■ TASK TO COMPLETE: Copy out the lines below word for word, starting at the line that contains "Kindly provide the mask of every instance of the fire" and ending at the last line.

(Shape annotation entries)
-.-.-
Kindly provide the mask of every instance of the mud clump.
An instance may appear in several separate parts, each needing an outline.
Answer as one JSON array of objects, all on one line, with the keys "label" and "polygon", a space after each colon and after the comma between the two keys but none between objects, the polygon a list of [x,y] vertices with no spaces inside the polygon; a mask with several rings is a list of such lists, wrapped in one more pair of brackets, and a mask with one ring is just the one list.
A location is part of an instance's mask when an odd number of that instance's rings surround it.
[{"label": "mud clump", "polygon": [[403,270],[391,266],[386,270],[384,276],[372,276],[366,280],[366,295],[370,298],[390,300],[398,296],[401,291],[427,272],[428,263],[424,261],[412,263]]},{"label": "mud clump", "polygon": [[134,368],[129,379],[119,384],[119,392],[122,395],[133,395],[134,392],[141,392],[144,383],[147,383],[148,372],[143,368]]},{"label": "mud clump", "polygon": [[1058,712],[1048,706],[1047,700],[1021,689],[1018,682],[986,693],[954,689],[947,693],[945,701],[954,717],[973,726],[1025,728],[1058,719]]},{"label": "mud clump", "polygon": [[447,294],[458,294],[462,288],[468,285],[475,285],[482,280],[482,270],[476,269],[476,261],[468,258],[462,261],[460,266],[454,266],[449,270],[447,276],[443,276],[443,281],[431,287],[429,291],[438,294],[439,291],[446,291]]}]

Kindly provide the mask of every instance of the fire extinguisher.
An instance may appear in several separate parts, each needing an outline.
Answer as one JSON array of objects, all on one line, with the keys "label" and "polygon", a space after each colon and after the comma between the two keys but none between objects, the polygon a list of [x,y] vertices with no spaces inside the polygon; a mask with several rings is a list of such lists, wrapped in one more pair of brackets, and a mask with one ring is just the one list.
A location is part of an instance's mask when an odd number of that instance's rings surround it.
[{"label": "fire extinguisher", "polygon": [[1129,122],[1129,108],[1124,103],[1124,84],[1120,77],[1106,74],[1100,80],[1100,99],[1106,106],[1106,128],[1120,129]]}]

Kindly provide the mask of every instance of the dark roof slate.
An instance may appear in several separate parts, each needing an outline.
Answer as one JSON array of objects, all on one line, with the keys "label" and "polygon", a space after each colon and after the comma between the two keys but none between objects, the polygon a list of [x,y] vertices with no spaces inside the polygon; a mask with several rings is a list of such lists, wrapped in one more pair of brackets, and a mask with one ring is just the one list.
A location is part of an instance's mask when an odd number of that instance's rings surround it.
-.-.-
■ FINAL ANSWER:
Kindly provide the mask of every instance of the fire extinguisher.
An instance may appear in several separate parts, each needing an outline.
Answer as one JSON array of objects, all on one line, with the keys "label" and "polygon", a space after each colon and after the comma between the two keys but none between objects, the polygon a list of [x,y] vertices with no spaces inside the polygon; a mask with several rings is a list of such lists, wrapped in one more pair of brackets, and a mask with one ring is just the one list.
A location is part of an instance's mask when an odd number of that instance's rings surround it.
[{"label": "fire extinguisher", "polygon": [[1129,122],[1129,108],[1124,103],[1124,84],[1120,77],[1106,74],[1100,80],[1100,99],[1106,106],[1106,128],[1120,129]]}]

Kindly provide the mask of every instance of the dark roof slate.
An instance may appear in several separate parts, each needing an outline.
Answer as one JSON array of objects, all on one line, with the keys "label" and "polygon", a space after each colon and after the comma between the two keys but none between objects, the polygon a list of [x,y] vertices with no spaces inside the polygon; a mask with several rings is a list of such lists, wrapped in one more pair of brackets, and a mask with one ring is just the one list.
A location is part of an instance's mask when an odd number of that instance's rings surround it.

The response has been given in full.